INPUT FOR THIS TASK:
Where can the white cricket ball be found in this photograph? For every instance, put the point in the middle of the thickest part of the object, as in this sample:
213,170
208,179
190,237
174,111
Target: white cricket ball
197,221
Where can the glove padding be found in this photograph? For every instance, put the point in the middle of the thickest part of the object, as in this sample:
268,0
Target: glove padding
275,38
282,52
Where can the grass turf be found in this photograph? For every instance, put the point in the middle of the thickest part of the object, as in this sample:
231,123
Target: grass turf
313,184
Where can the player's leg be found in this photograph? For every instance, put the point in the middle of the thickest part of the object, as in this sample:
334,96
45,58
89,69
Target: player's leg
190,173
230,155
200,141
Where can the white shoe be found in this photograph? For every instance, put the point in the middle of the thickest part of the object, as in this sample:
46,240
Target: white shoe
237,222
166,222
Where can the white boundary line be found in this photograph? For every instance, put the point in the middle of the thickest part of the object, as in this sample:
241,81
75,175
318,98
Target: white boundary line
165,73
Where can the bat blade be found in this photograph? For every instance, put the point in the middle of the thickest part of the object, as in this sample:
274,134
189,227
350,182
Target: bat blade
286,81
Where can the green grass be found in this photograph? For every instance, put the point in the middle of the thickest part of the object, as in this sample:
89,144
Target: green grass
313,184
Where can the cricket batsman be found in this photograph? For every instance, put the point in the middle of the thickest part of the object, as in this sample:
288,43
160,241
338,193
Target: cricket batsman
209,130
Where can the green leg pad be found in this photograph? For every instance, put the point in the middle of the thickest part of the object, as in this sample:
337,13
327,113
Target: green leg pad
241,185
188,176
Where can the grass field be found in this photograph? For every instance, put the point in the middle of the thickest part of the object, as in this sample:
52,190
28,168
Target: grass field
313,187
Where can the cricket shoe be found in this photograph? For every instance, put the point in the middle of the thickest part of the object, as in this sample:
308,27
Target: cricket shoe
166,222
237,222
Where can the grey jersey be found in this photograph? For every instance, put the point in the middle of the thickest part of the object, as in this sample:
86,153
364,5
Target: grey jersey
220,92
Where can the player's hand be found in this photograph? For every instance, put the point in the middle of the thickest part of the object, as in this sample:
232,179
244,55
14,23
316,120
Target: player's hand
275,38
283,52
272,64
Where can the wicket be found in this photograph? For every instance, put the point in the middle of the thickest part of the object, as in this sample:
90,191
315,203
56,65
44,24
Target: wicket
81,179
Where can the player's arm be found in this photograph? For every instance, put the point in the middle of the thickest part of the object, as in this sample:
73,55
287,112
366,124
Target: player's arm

--

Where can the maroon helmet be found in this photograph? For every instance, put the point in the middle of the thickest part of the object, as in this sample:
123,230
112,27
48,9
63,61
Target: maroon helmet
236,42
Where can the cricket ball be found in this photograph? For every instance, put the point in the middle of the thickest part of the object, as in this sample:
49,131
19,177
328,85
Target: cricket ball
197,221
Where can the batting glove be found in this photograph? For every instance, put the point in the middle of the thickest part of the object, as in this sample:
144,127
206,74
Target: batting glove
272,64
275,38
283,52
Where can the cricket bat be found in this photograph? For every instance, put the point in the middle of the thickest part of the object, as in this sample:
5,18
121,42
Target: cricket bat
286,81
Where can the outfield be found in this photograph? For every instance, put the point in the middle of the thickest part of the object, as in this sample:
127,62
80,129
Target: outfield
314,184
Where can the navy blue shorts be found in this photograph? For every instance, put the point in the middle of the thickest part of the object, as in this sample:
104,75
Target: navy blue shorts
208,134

TASK GOAL: In the data above, find the line with "Target: cricket batsman" and the line with "Target: player's arm". Retype both, plus every line between them, exactly.

TASK ANSWER:
Target: cricket batsman
209,130
Where can the green leg pad be found in this photograph? For every instance, put the point in the middle of the thickest part of the object, as in this sample:
337,13
327,113
Target: green leg pad
241,185
188,176
Where can the grass field be found in this photograph? For every instance, put the point in the middle of the thickest part of the object, as in this sample:
52,190
28,168
Target: grass field
313,187
Where can the cricket shoe be found in this photograph? For every instance, put the point in the middle of the thickest part of the object, as in this sample:
308,27
Target: cricket shoe
166,222
237,222
Where can the grey jersey be found in this photograph? For every instance, put the point in the middle of the thickest part of the object, as in this sample:
86,153
364,5
Target: grey jersey
220,92
Where can the player's hand be found in this photograph? For every instance, put the point in the middle of the thickest part of the object, as in this sample:
232,179
244,55
14,23
316,120
Target: player's hand
275,38
283,52
272,64
Where can the wicket be found in this photograph? For every instance, put the point in the middle of the thickest part of the object, as in this sample:
90,191
315,203
56,65
44,24
Target: wicket
81,179
Where can the player's arm be found in this photograph? For every instance, put the point in the middle of the thickest part of the object, as in this sample:
73,55
287,112
366,124
Target: player's arm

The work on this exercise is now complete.